Exercise objective
Please copy out all of the data below in full, adding -41 to every number in the polygon coordinates of each response and leaving every other line unchanged.

Extracted records
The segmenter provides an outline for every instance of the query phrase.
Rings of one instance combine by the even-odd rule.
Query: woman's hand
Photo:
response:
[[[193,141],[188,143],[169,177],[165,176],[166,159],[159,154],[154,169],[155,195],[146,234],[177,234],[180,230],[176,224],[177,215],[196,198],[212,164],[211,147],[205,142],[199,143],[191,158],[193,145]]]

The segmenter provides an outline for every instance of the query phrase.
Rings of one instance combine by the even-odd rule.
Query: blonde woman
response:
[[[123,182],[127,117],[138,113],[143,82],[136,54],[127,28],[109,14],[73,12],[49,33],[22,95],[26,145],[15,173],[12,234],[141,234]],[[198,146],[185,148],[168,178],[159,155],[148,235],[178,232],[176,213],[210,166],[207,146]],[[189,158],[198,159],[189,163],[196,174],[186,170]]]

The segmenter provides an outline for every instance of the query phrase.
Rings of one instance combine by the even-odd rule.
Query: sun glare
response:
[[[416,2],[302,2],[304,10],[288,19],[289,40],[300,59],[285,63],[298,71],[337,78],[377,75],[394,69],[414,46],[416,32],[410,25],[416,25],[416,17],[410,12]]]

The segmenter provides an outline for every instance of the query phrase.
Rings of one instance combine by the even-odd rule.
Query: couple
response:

Output for this task
The segmenter provides an outline for every instance of the query phrase.
Rings of one instance combine by the even-odd rule.
Query: woman's hand
Photo:
response:
[[[152,100],[147,102],[128,136],[124,135],[125,118],[118,113],[113,128],[114,154],[105,193],[136,193],[139,189],[135,183],[136,174],[155,157],[171,123],[170,106],[164,101],[158,102],[150,117],[152,104]]]

The segmenter provides an outline for every instance of the query phrase.
Rings of one instance combine by the even-odd rule.
Query: blonde woman
response:
[[[82,141],[86,76],[97,72],[102,41],[95,13],[86,-13],[68,-27],[32,-29],[8,-8],[-19,54],[-15,104],[-26,132],[-29,193],[100,193]],[[157,105],[144,107],[127,137],[118,114],[107,194],[137,191],[135,172],[169,125],[166,105]],[[148,117],[157,118],[148,122],[155,133],[145,129]]]

The segmenter provides an outline for every instance of the query phrase.
Rings of one instance combine by the even-odd rule.
Query: sun glare
response:
[[[375,-39],[261,-39],[263,-31],[247,-22],[248,-1],[259,18],[244,22],[257,30],[296,37],[336,34],[353,28],[373,5],[375,-9],[369,-16],[375,-16],[375,-24],[369,-29]]]

The segmenter provides an outline for every instance of the query phrase.
Rings of one instance combine by the even-odd rule.
Query: couple
response:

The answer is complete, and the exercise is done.